(Dataset entries)
————

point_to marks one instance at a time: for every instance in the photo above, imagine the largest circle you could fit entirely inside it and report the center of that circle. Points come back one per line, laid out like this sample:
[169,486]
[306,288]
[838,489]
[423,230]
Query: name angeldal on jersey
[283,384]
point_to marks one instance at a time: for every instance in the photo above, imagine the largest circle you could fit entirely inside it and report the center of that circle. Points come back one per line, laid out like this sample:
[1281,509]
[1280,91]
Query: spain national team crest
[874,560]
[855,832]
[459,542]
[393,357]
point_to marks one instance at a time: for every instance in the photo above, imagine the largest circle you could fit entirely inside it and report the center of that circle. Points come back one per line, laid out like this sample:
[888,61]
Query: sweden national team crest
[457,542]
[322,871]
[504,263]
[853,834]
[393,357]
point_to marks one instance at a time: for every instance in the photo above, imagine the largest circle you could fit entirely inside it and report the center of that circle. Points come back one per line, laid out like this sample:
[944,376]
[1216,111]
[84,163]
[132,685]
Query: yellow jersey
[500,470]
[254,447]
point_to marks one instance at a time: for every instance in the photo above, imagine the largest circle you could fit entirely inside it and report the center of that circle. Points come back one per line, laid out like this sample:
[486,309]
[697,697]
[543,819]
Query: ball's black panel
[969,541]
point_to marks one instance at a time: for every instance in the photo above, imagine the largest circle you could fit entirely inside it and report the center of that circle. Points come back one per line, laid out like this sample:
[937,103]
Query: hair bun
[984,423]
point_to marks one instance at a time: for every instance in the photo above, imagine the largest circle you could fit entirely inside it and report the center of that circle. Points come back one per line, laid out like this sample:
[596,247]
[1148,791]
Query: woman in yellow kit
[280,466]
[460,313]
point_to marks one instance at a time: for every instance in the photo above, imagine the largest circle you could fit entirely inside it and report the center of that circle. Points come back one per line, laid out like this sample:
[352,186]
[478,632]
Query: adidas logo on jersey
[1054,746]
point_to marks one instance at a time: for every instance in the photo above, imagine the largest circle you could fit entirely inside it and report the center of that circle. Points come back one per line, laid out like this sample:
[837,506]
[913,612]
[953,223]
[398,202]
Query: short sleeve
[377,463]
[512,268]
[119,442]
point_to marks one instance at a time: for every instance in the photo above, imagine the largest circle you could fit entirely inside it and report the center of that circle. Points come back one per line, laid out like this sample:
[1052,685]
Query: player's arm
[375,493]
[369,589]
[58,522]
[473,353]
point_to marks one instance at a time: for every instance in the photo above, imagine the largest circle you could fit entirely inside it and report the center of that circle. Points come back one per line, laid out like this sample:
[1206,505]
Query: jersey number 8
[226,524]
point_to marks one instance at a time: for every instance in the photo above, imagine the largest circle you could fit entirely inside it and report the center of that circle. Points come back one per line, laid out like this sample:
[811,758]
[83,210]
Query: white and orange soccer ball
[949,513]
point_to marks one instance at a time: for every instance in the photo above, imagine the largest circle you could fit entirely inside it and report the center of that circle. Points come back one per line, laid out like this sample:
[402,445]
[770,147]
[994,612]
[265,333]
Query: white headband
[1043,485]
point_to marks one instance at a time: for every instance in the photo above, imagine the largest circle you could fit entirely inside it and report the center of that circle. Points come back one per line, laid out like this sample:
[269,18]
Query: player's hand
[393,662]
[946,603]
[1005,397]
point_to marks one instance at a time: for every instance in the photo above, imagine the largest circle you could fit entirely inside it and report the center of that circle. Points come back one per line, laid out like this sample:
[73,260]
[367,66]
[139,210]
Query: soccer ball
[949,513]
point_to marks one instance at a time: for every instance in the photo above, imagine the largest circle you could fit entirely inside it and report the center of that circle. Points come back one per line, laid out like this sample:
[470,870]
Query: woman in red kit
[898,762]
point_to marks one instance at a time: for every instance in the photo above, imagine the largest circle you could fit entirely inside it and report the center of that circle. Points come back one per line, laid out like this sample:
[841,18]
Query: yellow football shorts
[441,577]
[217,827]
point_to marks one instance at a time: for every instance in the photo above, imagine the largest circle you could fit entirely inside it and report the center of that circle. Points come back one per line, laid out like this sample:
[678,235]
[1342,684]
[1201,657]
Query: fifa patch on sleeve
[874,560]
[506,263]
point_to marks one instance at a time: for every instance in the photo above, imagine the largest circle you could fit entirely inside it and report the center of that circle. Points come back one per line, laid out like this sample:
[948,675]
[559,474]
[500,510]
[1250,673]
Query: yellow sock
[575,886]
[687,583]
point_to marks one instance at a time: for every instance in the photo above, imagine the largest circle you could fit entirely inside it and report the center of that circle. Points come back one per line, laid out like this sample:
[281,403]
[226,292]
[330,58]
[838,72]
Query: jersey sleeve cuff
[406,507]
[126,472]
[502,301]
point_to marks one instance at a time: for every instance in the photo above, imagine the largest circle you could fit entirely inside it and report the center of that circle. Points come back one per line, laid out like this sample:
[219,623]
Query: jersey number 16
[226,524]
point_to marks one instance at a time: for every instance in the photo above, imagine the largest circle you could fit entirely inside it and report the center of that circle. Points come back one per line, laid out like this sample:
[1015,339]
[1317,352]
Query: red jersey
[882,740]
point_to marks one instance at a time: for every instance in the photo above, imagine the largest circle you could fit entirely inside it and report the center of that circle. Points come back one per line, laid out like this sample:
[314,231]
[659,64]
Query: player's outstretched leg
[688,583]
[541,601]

————

Directions: Write the entries above out again. Match them exactly.

Problem solution:
point_to marks one instance at a time: for every instance in the photo above, imagine the largest circle you could fit entirely inside it and report the center of that circle. Points come back one per line, laid out like this sample:
[169,486]
[306,288]
[838,489]
[423,230]
Query: name angeldal on jersey
[283,384]
point_to marks one instance at a time: for every instance in the photo above, imagine the largest circle you could fit entirely inside it and report the center of that circle. Points come back one per line, laid out like this sample:
[1281,509]
[1280,91]
Query: spain national team crest
[874,560]
[855,832]
[459,542]
[393,357]
point_to marks one instance at a time: for every instance in the photo above, imagine the largest circle you could fit entirely inside it and report the center of that circle. Points come back one per line, laid out like this sample:
[888,61]
Query: sweden national team crest
[457,542]
[322,871]
[504,263]
[853,834]
[393,357]
point_to marks one instance at a time: for every instance in the photo above, imagine the largest circle you could fit entirely inside it and report the center of that circle. Points come back one per line, laid out like this sample:
[944,376]
[1216,111]
[84,163]
[132,685]
Query: yellow jersey
[500,470]
[254,447]
point_to marks one instance at a time: for every instance in the photo above, imagine the largest circle you could fit entirely inside it and report the center of that circle. Points come back one per line, laid out like this sample:
[486,309]
[697,697]
[543,819]
Query: ball's black panel
[969,541]
point_to marks one instance at a time: for every instance in the photo above, imagine the largest circle you could fit entirely inside it and report the center of that circle. Points come back one per line, laid out like this sample:
[937,103]
Query: hair bun
[984,423]
point_to marks one instance at a time: for every instance in the photo above, imagine the largest circle you could fit entirely inside it and report the center of that circle. Points come back one per line, laid out like this sample:
[596,247]
[1148,791]
Query: woman in yellow kit
[280,466]
[460,313]
point_to marks one instance at a time: for every instance in the photo above, imagine the largest circle you could fit entirely inside it and report the center of that circle. Points come back one per line, laid out like this sample:
[352,186]
[478,632]
Query: adidas logo on jersey
[1054,746]
point_to marks one instance at a time: for every instance in the photo above, imagine the largest circle you could fit entirely inside it and report the center of that circle. Points come back one per line, laid out like this sample:
[837,506]
[913,612]
[953,223]
[398,202]
Query: short sleeve
[377,463]
[512,268]
[119,442]
point_to marks one instance at a time: for every instance in the photo above, imagine the largest circle you could fit entirely inside it and report the center of that circle. Points come back one per line, laid out like this sample:
[1052,685]
Query: player's arm
[375,493]
[369,589]
[58,522]
[473,353]
point_to marks one instance at a time: for every instance in the photo above, imagine the largest circle you could fit entirely inside it and report the center of that circle. Points come back one per line, laid out like this sample:
[1206,505]
Query: jersey number 8
[226,524]
point_to marks one instance at a time: for every instance in the photo above, imagine the largest circle you could fit entirely inside it and report the center of that circle. Points come back one per line, laid out like this sample:
[811,758]
[83,210]
Query: white and orange soccer ball
[949,513]
point_to marks one instance at a time: for every instance in the photo above, imagine the largest circle you could fit entirely inside it and report the center of that circle. Points come back one per line, laid out like this sample:
[402,445]
[770,147]
[994,612]
[265,333]
Query: white headband
[1043,485]
point_to marks one instance at a time: for every instance in the photo above, imagine the largest circle you could fit entirely inside it and report the center of that circle. Points come back one per line, laid out like this sample:
[269,18]
Query: player's hand
[393,662]
[946,603]
[1005,397]
point_to marks one instance at a time: for every instance in the photo above, imagine the largest circle you could fit entirely inside it and report the center of that circle. Points come back one per line, laid out like this sample:
[73,260]
[367,66]
[139,210]
Query: soccer ball
[949,513]
point_to marks one instance at a time: for every instance in the photo above, imagine the largest circle you could fit entirely inside it and report the center of that circle. Points come back one per line, laid out like this sample:
[470,870]
Query: woman in red kit
[898,762]
point_to marks one instance at a time: for every instance in the photo above, imagine the largest circle you could fit entirely inside it and report the center of that circle. Points come back one per line, laid out like this sample:
[841,18]
Query: yellow football shorts
[441,577]
[217,827]
point_to marks one instance at a time: for every instance in the photo above, imagine the largest circle you could fit entirely inside it and report the center of that circle. Points come back one per line, laid out like this sample:
[678,235]
[1342,684]
[1201,657]
Query: fifa patch on sleeve
[874,560]
[506,263]
point_to marks one instance at a time: for every instance in the photo above, imagine the largest circle you could fit entirely inside it and report the center of that circle. Points come back one per line, laid out like this sample:
[948,675]
[559,474]
[500,510]
[1250,673]
Query: yellow sock
[575,886]
[687,583]
point_to marks one instance at a time: for every instance in the photo above, imagine the largest circle you could fit entirely inside it and report the center of that circle. Points come back one per line, laid out like this sample:
[281,403]
[226,292]
[330,58]
[838,72]
Query: jersey sleeve cuff
[406,507]
[126,472]
[502,301]
point_to marks one instance at a time: for every instance in the photo above, imagine the largest circle you could fit entirely inside it and report the center of that circle. Points come back one per line, laid out like this sample:
[219,623]
Query: jersey number 16
[226,524]
point_to marks one instance at a time: for every instance in the photo above, imagine the largest circle you could fit entirely inside it and report the center of that circle. Points come back one per line, laid out like this sample:
[1015,339]
[1317,352]
Query: red jersey
[882,740]
point_to marks one instance at a time: for every instance in the photo above, imagine the largest circle you could fit entirely inside it and report the center of that circle. Points come back one per line, laid out like this sample:
[314,231]
[659,64]
Query: player's outstretched leg
[688,583]
[541,601]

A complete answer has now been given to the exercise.